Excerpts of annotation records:

--------------------

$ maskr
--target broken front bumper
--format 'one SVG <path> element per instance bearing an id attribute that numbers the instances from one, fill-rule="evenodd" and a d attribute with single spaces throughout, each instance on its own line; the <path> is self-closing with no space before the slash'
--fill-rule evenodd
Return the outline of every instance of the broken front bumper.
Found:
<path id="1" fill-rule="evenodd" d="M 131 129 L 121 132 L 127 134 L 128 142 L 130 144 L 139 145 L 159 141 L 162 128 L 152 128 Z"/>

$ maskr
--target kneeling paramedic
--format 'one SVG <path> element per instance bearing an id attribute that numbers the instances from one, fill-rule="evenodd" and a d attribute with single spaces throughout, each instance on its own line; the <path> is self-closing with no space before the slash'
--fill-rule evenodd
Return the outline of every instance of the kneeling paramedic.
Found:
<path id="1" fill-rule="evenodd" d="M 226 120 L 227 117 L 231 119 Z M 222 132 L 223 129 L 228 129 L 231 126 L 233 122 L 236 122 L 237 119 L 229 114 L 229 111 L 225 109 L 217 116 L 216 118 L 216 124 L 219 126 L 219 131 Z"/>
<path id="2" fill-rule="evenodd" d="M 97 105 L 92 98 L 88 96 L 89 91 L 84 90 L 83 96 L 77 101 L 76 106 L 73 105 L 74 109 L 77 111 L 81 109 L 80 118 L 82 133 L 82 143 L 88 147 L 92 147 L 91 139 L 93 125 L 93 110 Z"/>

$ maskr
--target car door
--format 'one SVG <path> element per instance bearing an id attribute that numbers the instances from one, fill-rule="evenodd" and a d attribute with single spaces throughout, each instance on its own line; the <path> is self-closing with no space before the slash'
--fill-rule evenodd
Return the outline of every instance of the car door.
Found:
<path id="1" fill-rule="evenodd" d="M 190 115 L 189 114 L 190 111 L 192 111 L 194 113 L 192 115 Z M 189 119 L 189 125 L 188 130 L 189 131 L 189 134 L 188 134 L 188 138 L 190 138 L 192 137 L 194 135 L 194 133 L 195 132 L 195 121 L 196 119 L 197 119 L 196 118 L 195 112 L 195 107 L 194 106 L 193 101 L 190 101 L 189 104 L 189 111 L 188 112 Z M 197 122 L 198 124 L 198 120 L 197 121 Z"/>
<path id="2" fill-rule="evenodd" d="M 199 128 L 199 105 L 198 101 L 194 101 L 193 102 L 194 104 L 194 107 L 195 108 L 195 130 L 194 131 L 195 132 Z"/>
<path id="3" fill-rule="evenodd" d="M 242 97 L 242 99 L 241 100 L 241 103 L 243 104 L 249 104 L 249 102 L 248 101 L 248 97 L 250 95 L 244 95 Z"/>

--------------------

What you will do: Recast the rows above as a two-column CSV with the header request,answer, giving one line for each row and its answer. Enclose each field in double quotes and replace any line breaks within a field with spaces.

Output for this exercise:
request,answer
"$ maskr --target broken front bumper --format 'one SVG <path> element per instance bearing an id attribute that numbers the instances from one, fill-rule=""evenodd"" and a d attribute with single spaces throughout, each instance on its own line; the <path> is self-closing with no space before the slash' --fill-rule evenodd Return the outline of every instance of the broken front bumper. Found:","<path id=""1"" fill-rule=""evenodd"" d=""M 131 129 L 121 132 L 127 134 L 128 142 L 130 144 L 139 145 L 159 141 L 162 128 L 152 128 Z""/>"
"$ maskr --target kneeling paramedic --format 'one SVG <path> element per instance bearing an id attribute that numbers the instances from one, fill-rule=""evenodd"" and a d attribute with single spaces throughout, each instance on its own line; the <path> is self-closing with no space before the slash' --fill-rule evenodd Return the outline of every instance of the kneeling paramedic. Found:","<path id=""1"" fill-rule=""evenodd"" d=""M 226 120 L 227 117 L 231 119 Z M 222 132 L 223 129 L 228 129 L 231 126 L 233 122 L 236 122 L 237 119 L 229 114 L 229 111 L 225 109 L 217 116 L 216 118 L 216 124 L 219 126 L 219 131 Z""/> <path id=""2"" fill-rule=""evenodd"" d=""M 97 105 L 92 98 L 88 96 L 89 91 L 84 90 L 83 96 L 77 101 L 76 106 L 73 105 L 74 109 L 77 111 L 81 109 L 80 118 L 82 133 L 82 143 L 88 147 L 92 147 L 91 139 L 93 125 L 93 110 Z""/>"
"$ maskr --target car door --format 'one SVG <path> element per instance bearing an id attribute that numbers the instances from one, fill-rule=""evenodd"" and a d attribute with single spaces throughout, each instance on its own line; the <path> is self-closing with no space before the slash' --fill-rule evenodd Return the outline of every instance of the car door. Found:","<path id=""1"" fill-rule=""evenodd"" d=""M 190 115 L 189 114 L 190 111 L 192 111 L 194 113 L 192 115 Z M 189 119 L 189 125 L 188 130 L 189 131 L 189 134 L 188 134 L 188 138 L 190 138 L 192 137 L 194 135 L 194 133 L 195 132 L 195 121 L 196 119 L 197 119 L 196 118 L 195 112 L 195 107 L 194 106 L 193 101 L 190 101 L 189 104 L 189 111 L 188 112 Z M 197 122 L 198 124 L 198 120 L 197 121 Z""/> <path id=""2"" fill-rule=""evenodd"" d=""M 199 128 L 199 105 L 198 101 L 194 101 L 193 102 L 194 104 L 194 107 L 195 108 L 195 130 L 194 131 L 195 132 Z""/> <path id=""3"" fill-rule=""evenodd"" d=""M 242 97 L 242 99 L 241 100 L 241 103 L 243 104 L 249 104 L 249 102 L 248 101 L 248 97 L 250 95 L 244 95 Z""/>"